[Entries taken from a collection]
════

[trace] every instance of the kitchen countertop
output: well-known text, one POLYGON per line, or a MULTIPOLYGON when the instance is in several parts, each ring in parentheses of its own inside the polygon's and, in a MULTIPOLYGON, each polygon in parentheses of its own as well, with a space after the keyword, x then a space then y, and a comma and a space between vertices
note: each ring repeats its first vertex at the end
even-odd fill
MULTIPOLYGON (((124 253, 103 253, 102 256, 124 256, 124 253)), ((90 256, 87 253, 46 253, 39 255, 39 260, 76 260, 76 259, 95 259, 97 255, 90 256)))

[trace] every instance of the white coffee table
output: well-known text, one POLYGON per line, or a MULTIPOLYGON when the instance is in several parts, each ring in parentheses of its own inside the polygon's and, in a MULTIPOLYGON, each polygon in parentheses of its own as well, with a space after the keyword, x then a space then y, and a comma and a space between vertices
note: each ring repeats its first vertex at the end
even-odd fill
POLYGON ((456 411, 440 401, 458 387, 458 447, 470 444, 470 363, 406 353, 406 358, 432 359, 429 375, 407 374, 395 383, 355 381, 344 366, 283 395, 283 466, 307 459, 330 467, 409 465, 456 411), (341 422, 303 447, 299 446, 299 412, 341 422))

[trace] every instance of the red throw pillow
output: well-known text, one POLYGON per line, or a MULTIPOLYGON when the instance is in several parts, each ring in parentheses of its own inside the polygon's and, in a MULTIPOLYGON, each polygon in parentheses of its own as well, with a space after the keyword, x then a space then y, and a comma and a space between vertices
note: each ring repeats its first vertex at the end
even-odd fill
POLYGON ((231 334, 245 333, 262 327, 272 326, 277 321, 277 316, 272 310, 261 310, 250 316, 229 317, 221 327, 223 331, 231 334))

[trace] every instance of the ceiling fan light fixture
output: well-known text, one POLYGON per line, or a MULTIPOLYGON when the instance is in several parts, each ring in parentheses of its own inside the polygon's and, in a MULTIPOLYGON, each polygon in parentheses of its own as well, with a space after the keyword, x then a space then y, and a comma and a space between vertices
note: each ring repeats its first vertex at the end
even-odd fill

════

**JOB:** Repeat the lines above exactly as they appear, everything from the start of the items down to the line containing "MULTIPOLYGON (((124 253, 103", including that line.

**RESULT:**
[trace] every instance of the kitchen countertop
output: well-known text, one POLYGON per line, or a MULTIPOLYGON when the instance is in several parts, each ring in parentheses of its own inside the polygon's and, in a MULTIPOLYGON, each polygon in parentheses of its own as well, with a space after the keyword, x then a space then y, and a comma and a space between vertices
note: each ring repeats its first vertex at the end
even-odd fill
MULTIPOLYGON (((124 253, 103 253, 102 256, 124 256, 124 253)), ((90 256, 87 253, 46 253, 39 255, 39 260, 76 260, 76 259, 95 259, 97 255, 90 256)))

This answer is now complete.